**Data to examine**
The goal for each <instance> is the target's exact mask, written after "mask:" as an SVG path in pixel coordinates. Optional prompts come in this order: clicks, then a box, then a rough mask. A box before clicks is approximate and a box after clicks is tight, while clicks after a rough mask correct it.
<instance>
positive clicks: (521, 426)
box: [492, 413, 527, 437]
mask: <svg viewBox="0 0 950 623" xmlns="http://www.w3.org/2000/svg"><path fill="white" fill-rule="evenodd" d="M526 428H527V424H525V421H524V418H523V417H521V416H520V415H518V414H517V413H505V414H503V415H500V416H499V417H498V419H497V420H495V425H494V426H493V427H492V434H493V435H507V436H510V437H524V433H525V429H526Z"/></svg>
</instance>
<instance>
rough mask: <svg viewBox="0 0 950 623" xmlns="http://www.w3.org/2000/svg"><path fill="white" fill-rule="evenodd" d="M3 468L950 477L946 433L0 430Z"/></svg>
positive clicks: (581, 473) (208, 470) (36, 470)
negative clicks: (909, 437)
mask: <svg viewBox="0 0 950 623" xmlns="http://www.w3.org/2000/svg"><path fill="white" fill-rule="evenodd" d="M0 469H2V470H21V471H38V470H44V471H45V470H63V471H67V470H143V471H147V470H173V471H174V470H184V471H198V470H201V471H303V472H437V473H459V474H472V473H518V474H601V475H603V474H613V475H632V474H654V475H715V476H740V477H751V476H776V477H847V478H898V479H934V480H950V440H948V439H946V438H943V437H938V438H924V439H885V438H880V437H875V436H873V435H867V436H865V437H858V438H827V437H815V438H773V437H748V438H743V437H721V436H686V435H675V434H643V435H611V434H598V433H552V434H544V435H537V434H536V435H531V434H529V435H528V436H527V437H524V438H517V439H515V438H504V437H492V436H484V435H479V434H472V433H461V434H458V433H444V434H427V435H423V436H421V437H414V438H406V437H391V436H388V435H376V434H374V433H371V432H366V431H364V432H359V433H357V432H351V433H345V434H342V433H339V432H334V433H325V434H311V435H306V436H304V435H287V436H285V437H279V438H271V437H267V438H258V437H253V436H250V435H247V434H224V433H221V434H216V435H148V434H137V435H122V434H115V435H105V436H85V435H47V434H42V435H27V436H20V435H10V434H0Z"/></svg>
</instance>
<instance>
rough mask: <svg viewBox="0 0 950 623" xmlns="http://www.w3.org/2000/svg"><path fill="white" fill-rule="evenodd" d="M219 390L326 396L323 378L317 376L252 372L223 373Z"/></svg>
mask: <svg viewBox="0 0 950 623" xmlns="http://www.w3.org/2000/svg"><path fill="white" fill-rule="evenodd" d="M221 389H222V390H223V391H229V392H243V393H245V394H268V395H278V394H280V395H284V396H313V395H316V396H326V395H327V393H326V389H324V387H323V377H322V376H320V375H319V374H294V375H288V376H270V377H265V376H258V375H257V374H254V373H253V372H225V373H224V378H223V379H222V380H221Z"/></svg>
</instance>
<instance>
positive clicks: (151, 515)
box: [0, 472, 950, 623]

**Problem statement**
Taking the listing above line by line, say how many lines include the string "positive", and give only that number.

**Expected output**
3